» **The tasks**:
(A) Retype the part of the film review starting at "Deirdre had been" and ending at "speak to her.".
(B) For each of the following statements, state yes or no according to whether it agrees with the film review, and quote the words of the review that decide it: (i) Sally helped passengers after a double-decker bus crashed on its side; (ii) Sam is a supermarket manager; (iii) John meets Noeleen at a singles' club for the middle-aged.

» **Excerpted text**:

+-------+

Like many of the characters seen in the movie, Lehiff (Farrell) has a talent for trouble with the law, hence he sings the song, "I Fought the Law" (written by Sonny Curtis), at the end of the movie (much to moviegoers' surprise, I imagine). His character is therefore incomplete without doing something criminal, and, indeed, many, if not all, of the characters in the movie seem totally dysfunctional and as incomplete as he is, albeit in their differing ways.
Lehiff's nemesis, Garda (police) detective Jerry Lynch (Colm Meaney of "Star Trek: Deep Space Nine" fame), feels incomplete without showing himself off as a man who constantly fights the "scumbags" on Dublin's streets, and enlists the help of Ben Campion (Tomas O'Suilleabhain), an ambitious film-maker and the bane of his "go-softer" boss who considers Lynch too nasty a subject to be shown on a mainstream "docusoap" series on Irish terrestrial TV.
Ben is told to focus his attention on Sally (Shirley Henderson) who helped passengers after their double-decker bus spectacularly crashes on its side. Sally herself feels incomplete because of her "Ronnie" (moustache for non-Irish people!) and bitter because of her sister Deirdre (Kelly Macdonald) flaunting her new boyfriend, Sam (Michael McElhatton), a bank manager who has left his wife of 14 years, Noeleen (Deirdre O'Kane), who, feeling totally shocked, questions her own self-worth as a woman and a wife.
Deirdre had been the girlfriend of John (Cillian Murphy), whose arch-nemesis is the overbearing supermarket manager Mr. Henderson (Owen Roe), who feels incomplete without feeling good about lording it over his "minions". John feels utterly devastated and incomplete without Deirdre and will do anything to win her back, even though he initially turns to Noeleen, of all people, whom he meets at a singles' club for the middle-aged, owing to his need for "companionship" - despite his earlier hypocritical criticism of his ex-girlfriend to her face for doing much the same thing with Sam, upon whom he turns his hatred in a heated phone conversation when he wants to speak to her.

+-------+

Coordinate annotation lines
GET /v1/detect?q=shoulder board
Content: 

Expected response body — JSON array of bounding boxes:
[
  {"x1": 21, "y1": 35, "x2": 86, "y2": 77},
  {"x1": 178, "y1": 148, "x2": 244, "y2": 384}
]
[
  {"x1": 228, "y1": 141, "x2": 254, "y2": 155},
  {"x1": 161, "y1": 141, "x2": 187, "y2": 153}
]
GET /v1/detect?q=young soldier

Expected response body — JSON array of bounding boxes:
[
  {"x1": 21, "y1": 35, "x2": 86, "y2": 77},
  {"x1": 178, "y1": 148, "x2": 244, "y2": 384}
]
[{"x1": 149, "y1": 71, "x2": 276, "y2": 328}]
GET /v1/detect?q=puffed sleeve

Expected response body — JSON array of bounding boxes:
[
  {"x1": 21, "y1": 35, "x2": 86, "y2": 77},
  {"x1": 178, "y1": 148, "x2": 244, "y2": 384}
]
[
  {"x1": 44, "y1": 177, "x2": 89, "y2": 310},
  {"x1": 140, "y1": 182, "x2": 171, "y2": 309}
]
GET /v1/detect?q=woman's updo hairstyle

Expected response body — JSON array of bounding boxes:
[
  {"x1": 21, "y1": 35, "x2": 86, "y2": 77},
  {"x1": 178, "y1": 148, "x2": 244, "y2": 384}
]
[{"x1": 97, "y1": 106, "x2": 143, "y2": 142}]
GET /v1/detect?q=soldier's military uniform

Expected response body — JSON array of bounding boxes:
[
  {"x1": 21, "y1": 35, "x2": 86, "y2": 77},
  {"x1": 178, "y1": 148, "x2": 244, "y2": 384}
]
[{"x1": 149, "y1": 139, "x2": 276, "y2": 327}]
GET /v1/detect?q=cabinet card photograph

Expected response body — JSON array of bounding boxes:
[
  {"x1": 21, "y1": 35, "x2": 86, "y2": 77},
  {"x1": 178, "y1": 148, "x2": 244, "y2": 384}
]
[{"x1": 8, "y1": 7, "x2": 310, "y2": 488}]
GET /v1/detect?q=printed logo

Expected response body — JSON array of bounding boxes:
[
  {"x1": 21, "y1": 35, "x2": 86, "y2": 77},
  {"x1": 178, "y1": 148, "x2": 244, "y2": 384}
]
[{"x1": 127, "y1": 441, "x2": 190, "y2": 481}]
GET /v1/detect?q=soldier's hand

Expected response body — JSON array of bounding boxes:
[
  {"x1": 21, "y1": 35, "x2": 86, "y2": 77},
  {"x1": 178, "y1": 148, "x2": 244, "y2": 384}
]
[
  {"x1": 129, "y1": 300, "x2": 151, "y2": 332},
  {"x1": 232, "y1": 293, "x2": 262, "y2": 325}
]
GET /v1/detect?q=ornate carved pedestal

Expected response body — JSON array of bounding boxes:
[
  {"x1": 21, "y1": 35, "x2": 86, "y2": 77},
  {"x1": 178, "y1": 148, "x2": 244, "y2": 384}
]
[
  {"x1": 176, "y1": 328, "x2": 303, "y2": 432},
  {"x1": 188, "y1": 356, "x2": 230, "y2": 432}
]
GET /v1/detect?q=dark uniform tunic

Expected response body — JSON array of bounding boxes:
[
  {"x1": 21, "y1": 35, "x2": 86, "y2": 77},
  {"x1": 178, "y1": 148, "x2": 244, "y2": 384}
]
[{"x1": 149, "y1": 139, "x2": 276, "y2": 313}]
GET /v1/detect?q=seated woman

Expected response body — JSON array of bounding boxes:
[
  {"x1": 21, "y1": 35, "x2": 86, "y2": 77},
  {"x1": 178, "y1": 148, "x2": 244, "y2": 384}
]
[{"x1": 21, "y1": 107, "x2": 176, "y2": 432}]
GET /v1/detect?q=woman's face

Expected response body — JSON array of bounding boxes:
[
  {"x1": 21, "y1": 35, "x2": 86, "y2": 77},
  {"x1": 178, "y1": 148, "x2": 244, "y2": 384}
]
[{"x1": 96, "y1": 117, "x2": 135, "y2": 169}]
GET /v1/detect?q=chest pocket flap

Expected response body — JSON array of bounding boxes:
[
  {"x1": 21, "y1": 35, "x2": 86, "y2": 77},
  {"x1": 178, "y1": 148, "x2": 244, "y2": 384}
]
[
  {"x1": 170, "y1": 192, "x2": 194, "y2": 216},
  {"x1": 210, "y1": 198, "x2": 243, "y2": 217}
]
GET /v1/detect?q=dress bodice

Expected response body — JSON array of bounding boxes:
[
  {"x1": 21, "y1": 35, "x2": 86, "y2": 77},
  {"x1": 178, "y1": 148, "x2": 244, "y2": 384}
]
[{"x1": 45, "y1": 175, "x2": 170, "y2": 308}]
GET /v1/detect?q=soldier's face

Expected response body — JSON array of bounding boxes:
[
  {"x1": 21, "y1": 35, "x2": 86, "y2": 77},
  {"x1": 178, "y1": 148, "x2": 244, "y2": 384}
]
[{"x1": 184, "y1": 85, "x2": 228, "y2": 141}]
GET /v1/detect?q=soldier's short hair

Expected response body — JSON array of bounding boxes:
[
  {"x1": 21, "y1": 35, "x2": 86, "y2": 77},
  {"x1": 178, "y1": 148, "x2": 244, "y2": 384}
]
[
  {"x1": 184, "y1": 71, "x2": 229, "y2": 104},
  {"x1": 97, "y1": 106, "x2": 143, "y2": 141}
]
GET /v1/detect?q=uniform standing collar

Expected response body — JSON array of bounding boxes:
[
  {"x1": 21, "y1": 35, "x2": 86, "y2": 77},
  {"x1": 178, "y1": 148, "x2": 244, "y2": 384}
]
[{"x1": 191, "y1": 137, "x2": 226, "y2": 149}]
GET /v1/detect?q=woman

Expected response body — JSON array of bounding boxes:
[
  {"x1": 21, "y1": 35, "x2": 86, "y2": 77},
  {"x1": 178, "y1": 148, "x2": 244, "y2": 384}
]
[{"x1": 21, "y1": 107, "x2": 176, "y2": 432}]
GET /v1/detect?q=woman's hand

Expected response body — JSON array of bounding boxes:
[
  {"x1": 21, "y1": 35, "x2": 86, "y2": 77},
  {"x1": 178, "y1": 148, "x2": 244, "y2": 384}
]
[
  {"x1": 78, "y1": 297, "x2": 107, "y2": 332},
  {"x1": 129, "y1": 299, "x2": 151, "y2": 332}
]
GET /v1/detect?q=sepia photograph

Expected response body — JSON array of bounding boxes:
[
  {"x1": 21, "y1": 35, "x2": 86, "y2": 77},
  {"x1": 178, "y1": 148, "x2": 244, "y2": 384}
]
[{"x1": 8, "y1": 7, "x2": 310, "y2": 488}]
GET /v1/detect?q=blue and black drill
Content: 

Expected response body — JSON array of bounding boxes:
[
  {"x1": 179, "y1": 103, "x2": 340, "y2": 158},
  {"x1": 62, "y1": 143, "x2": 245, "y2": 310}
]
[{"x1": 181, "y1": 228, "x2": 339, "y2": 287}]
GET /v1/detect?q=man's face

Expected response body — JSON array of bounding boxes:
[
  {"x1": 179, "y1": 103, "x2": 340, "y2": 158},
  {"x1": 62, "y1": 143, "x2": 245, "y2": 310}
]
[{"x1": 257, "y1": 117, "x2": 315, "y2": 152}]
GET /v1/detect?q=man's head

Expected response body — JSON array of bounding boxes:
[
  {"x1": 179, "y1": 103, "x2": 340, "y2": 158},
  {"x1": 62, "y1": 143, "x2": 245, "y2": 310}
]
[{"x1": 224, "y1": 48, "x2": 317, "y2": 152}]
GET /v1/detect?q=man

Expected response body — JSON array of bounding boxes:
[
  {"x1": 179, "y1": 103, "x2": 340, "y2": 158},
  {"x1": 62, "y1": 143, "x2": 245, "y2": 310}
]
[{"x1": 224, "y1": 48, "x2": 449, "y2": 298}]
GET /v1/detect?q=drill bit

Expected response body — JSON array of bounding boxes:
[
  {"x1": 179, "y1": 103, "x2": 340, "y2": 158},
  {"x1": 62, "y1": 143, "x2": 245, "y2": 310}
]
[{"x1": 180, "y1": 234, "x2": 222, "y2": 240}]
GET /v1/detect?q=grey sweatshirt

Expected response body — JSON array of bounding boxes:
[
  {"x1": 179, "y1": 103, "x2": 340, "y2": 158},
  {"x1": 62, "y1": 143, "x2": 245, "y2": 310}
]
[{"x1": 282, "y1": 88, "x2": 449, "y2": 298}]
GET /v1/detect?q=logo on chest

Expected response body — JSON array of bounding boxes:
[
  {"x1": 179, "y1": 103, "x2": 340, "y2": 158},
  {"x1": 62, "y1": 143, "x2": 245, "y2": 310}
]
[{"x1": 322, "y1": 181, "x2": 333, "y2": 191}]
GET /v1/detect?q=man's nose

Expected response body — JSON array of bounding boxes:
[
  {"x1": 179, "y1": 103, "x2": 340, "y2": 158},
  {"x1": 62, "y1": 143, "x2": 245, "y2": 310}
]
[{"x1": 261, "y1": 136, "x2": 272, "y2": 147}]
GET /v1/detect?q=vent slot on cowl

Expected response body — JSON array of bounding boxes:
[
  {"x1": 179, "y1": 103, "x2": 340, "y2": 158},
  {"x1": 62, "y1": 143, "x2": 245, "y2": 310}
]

+-------+

» **Solutions for each task**:
(A)
Deirdre had been the girlfriend of John (Cillian Murphy), whose arch-nemesis is the overbearing supermarket manager Mr. Henderson (Owen Roe), who feels incomplete without feeling good about lording it over his "minions". John feels utterly devastated and incomplete without Deirdre and will do anything to win her back, even though he initially turns to Noeleen, of all people, whom he meets at a singles' club for the middle-aged, owing to his need for "companionship" - despite his earlier hypocritical criticism of his ex-girlfriend to her face for doing much the same thing with Sam, upon whom he turns his hatred in a heated phone conversation when he wants to speak to her.

(B)
(i) Yes: "Sally (Shirley Henderson) who helped passengers after their double-decker bus spectacularly crashes on its side"
(ii) No: "Sam (Michael McElhatton), a bank manager who has left his wife of 14 years"
(iii) Yes: "whom he meets at a singles' club for the middle-aged"